Work request: Show each line of the records in which the word "rack" occurs.
··· Records for processing ···
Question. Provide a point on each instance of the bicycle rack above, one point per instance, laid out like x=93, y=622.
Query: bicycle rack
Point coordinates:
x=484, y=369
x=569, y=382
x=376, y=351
···
Solution to this task:
Question. Provide a point on each instance of the bicycle rack above, one point per instance, laid out like x=93, y=622.
Query: bicycle rack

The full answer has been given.